▽
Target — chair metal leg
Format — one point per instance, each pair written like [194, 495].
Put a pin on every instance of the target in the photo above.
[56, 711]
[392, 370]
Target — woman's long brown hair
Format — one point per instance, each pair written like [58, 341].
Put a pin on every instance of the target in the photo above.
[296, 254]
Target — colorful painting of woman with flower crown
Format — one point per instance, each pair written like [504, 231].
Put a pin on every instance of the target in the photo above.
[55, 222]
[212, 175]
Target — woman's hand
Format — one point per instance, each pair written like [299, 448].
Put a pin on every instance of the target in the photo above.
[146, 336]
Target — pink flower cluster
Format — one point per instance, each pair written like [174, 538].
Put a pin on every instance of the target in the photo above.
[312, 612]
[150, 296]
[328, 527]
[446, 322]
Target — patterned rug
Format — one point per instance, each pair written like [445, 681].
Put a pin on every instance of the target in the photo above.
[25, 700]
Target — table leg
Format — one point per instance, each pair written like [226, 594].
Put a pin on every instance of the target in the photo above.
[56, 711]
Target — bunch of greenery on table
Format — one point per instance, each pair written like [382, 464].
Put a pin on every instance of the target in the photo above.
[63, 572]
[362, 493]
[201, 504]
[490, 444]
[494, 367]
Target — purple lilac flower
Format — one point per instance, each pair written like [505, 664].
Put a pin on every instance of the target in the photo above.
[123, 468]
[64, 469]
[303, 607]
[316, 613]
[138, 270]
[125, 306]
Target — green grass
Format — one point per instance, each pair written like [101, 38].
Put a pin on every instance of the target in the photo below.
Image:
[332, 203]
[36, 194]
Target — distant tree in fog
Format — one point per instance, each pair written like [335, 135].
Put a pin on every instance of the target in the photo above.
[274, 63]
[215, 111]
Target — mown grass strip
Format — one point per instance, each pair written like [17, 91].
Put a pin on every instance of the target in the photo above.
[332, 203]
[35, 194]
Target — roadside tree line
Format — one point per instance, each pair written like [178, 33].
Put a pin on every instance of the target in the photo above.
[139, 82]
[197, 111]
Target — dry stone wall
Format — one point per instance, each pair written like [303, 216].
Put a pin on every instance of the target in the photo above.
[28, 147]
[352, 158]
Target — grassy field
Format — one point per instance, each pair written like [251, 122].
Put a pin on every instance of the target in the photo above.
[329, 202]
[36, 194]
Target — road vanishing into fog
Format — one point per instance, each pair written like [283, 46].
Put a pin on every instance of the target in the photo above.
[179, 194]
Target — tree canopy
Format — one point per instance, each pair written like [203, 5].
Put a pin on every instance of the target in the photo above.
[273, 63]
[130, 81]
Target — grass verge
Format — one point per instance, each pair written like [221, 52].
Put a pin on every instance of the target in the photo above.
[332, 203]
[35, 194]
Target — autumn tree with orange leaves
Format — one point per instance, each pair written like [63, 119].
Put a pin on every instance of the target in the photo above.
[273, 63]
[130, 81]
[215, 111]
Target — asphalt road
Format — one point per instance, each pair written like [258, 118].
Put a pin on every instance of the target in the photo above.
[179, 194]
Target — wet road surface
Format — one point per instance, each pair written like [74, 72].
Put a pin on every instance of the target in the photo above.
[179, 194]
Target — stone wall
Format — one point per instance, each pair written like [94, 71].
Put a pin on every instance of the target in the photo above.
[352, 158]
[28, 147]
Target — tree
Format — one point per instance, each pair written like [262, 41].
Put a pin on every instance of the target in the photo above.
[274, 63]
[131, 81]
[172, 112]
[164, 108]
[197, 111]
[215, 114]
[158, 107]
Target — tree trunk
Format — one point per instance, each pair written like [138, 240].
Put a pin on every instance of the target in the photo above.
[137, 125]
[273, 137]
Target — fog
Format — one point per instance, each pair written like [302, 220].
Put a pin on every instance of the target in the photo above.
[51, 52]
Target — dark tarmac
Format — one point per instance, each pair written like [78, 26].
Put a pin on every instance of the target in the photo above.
△
Work required: Print out, word for word, the part of the data that opens with the line containing "Target — stone wall" and runs through the final line of the data, with both ends included.

Result of the exercise:
Target — stone wall
Format — one point per instance, each pair written like [94, 71].
Put a pin on every instance of the target in the photo above.
[352, 158]
[28, 147]
Target — tree
Format — one point per instance, each pair written like [262, 41].
Put a pin on every instance of the target in the photo above.
[274, 63]
[131, 81]
[172, 112]
[164, 108]
[197, 111]
[215, 114]
[158, 107]
Target — tree trunk
Format — one point per instance, each pair written like [138, 240].
Put a pin on every instance of the target in the photo above.
[137, 125]
[273, 137]
Target — fog
Format — one point per instance, each pair written like [302, 220].
Put a pin on every instance of the target in the photo above.
[51, 52]
Target — dark tarmac
Format — one point per instance, each pair written like [78, 26].
Put a pin on every instance of the target in the photo above.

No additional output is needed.